■ Records to process ■
● ● ● ● ● ● ●
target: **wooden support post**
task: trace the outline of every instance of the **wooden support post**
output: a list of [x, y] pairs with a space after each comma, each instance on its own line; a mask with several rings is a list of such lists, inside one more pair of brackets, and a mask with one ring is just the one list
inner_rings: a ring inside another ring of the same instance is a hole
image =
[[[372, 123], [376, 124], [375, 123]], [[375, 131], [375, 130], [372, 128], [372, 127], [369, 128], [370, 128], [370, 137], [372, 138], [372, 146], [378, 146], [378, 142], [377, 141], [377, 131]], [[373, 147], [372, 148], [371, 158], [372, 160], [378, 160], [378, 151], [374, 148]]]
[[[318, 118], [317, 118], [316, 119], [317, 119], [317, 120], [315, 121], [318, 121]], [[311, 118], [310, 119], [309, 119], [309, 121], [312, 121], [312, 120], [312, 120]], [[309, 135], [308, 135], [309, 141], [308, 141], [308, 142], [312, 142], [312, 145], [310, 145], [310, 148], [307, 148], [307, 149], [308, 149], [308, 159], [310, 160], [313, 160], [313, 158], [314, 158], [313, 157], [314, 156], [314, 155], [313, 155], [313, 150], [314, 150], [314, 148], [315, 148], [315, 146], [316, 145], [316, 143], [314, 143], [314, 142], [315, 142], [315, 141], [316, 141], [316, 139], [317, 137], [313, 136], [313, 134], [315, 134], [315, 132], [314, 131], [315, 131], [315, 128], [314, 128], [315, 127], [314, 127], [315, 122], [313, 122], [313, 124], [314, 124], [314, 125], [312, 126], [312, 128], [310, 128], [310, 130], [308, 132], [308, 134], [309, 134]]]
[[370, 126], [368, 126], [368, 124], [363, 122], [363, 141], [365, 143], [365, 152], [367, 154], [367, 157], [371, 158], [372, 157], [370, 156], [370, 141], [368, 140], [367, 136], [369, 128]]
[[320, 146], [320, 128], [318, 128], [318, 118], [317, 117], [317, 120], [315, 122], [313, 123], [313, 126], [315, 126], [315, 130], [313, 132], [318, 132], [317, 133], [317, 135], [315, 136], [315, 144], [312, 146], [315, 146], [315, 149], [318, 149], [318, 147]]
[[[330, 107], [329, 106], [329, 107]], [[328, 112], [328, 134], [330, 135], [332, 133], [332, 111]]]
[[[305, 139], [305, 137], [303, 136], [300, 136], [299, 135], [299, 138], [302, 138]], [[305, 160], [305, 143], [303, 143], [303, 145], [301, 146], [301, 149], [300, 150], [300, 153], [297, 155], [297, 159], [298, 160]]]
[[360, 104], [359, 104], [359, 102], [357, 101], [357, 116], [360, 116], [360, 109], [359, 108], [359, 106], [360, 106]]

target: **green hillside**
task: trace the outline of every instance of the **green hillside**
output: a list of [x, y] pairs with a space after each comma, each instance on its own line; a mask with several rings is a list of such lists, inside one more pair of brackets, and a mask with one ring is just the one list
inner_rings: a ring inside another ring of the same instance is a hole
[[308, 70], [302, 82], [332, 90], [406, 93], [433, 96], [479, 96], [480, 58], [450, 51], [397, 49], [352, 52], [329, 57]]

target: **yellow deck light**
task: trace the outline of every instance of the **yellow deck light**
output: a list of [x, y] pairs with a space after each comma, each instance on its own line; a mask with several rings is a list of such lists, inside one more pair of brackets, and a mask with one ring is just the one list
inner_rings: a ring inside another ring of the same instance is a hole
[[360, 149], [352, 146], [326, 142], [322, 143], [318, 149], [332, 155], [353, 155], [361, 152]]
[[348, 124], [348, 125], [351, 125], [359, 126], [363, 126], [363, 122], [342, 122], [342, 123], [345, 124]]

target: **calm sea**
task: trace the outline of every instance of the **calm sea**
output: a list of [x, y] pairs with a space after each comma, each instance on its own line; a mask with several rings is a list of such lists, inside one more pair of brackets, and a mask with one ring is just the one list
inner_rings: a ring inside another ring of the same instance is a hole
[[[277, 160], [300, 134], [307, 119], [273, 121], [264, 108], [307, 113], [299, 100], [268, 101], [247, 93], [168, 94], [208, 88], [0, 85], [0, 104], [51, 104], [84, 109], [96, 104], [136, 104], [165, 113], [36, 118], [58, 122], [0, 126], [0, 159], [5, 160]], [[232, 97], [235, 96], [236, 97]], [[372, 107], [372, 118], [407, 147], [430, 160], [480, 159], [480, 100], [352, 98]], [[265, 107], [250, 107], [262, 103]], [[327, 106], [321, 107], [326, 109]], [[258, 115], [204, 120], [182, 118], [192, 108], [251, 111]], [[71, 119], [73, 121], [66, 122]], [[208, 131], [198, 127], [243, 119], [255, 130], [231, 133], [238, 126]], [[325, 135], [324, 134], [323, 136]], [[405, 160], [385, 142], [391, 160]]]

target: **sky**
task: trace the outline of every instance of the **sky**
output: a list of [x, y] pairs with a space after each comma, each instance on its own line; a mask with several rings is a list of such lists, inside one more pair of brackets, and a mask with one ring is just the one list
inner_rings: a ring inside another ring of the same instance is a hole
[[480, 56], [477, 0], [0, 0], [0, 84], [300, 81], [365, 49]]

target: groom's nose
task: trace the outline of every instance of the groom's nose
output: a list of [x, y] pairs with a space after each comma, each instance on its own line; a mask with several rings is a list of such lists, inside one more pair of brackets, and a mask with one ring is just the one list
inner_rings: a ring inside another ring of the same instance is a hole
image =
● ● ● ● ● ● ●
Please repeat all of the entries above, swapping every "trace the outline" for "draw the boundary" and keeping everything else the same.

■ Answer to this task ■
target: **wooden support post**
task: draw the boundary of every instance of the **wooden support post**
output: a list of [x, y] pairs with a space after each comma, each instance on its own line; a mask with several rings is a list of such lists, inside one more pair of brackets, and a mask with one ring is just the one list
inner_rings: a ring inside another ring of the same instance is a hole
image =
[[[372, 123], [376, 124], [375, 123]], [[375, 131], [375, 130], [372, 128], [372, 127], [369, 128], [370, 128], [370, 137], [372, 138], [372, 146], [378, 146], [378, 142], [377, 141], [377, 131]], [[373, 147], [372, 148], [371, 158], [372, 160], [378, 160], [378, 151], [374, 148]]]
[[[318, 118], [317, 118], [316, 119], [317, 119], [317, 120], [315, 121], [318, 121]], [[311, 118], [310, 119], [309, 119], [309, 121], [312, 121], [312, 120], [312, 120]], [[309, 135], [308, 135], [309, 141], [308, 141], [308, 142], [312, 142], [312, 145], [310, 145], [310, 148], [307, 148], [307, 149], [308, 149], [308, 159], [310, 160], [313, 160], [313, 158], [314, 158], [313, 157], [314, 156], [314, 155], [313, 155], [313, 150], [314, 150], [314, 148], [315, 148], [315, 146], [316, 145], [316, 143], [314, 143], [314, 142], [315, 142], [315, 141], [316, 141], [316, 139], [317, 137], [313, 136], [313, 134], [315, 134], [315, 132], [314, 131], [315, 131], [315, 128], [314, 128], [315, 127], [314, 127], [315, 122], [313, 122], [313, 124], [314, 124], [314, 125], [312, 126], [312, 128], [310, 128], [310, 130], [308, 132], [308, 134], [309, 134]]]
[[370, 126], [368, 126], [368, 124], [363, 122], [363, 141], [365, 143], [365, 152], [367, 154], [367, 157], [371, 158], [372, 157], [370, 156], [370, 141], [368, 140], [367, 136], [369, 128]]
[[320, 146], [320, 128], [318, 128], [318, 118], [317, 117], [317, 120], [315, 122], [313, 123], [313, 126], [315, 126], [315, 130], [313, 132], [318, 132], [317, 133], [317, 135], [315, 136], [315, 144], [312, 146], [315, 146], [315, 149], [318, 149], [318, 147]]
[[[330, 107], [329, 106], [329, 107]], [[328, 112], [328, 134], [330, 135], [332, 133], [332, 111]]]
[[[305, 139], [305, 137], [303, 136], [300, 136], [299, 135], [299, 138], [302, 138]], [[305, 160], [305, 143], [303, 143], [303, 145], [301, 146], [301, 149], [300, 150], [300, 153], [297, 155], [297, 159], [298, 160]]]
[[360, 104], [359, 104], [359, 102], [357, 101], [357, 116], [360, 116], [360, 109], [359, 108], [359, 106], [360, 106]]

target: **green hillside**
task: draw the boundary of every instance of the **green hillside**
output: a list of [x, y] pairs with a space after each comma, each instance on its own line; a mask with several rings is a list of such lists, inside one more pair of brackets, and a mask with one ring is just the one list
inner_rings: a ring inside another ring of the same instance is a hole
[[308, 70], [302, 82], [332, 90], [406, 93], [433, 96], [479, 96], [480, 58], [450, 51], [397, 49], [352, 52], [329, 57]]

target: **yellow deck light**
task: draw the boundary of every instance of the **yellow deck light**
output: a list of [x, y] pairs with a space after each comma, each instance on its own line; a mask with several rings is a list of such lists, inside one more pair of brackets, and a mask with one ring is just the one list
inner_rings: a ring inside another ring of the same instance is a hole
[[360, 149], [352, 146], [326, 142], [322, 143], [318, 149], [332, 155], [353, 155], [361, 152]]
[[348, 124], [348, 125], [351, 125], [359, 126], [363, 126], [363, 122], [342, 122], [342, 123], [345, 124]]

target: **calm sea**
task: draw the boundary of every instance of the **calm sea**
output: a list of [x, y] pairs with a space after each comma, each instance on its own line; a mask with several rings is a list of such lists, inside one more pair of brackets, and a mask with one ring is just the one list
inner_rings: a ring inside another ring of the same instance is a hole
[[[277, 160], [300, 134], [307, 119], [273, 121], [264, 108], [307, 113], [299, 100], [268, 101], [247, 93], [168, 94], [208, 88], [0, 85], [0, 104], [51, 104], [84, 109], [96, 104], [136, 104], [165, 113], [36, 118], [58, 122], [0, 126], [0, 159], [5, 160]], [[232, 97], [235, 96], [236, 97]], [[372, 107], [372, 118], [407, 147], [430, 160], [480, 159], [480, 100], [352, 98]], [[265, 107], [250, 107], [262, 103]], [[327, 106], [321, 107], [326, 109]], [[258, 115], [204, 120], [182, 118], [192, 108], [251, 111]], [[71, 119], [73, 121], [66, 122]], [[208, 131], [198, 127], [243, 119], [255, 130], [231, 133], [238, 126]], [[325, 135], [324, 134], [323, 136]], [[405, 160], [385, 142], [391, 160]]]

target: **sky**
task: draw the boundary of every instance of the **sky**
output: a list of [x, y] pairs with a space after each comma, each instance on its own line; a mask with several rings is a list of such lists, inside one more pair of brackets, and a mask with one ring is just the one list
inner_rings: a ring inside another ring of the same instance is a hole
[[480, 56], [477, 0], [0, 0], [0, 84], [300, 81], [365, 49]]

target: groom's nose
task: draw the boundary of every instance of the groom's nose
output: a list of [x, y] pairs with a space after each comma, each instance on its own line; a mask with several rings is a list of such lists, inside one more pair of brackets, and a mask with one ring is just the one list
inner_rings: a ring inside another ring of the same instance is a hole
image =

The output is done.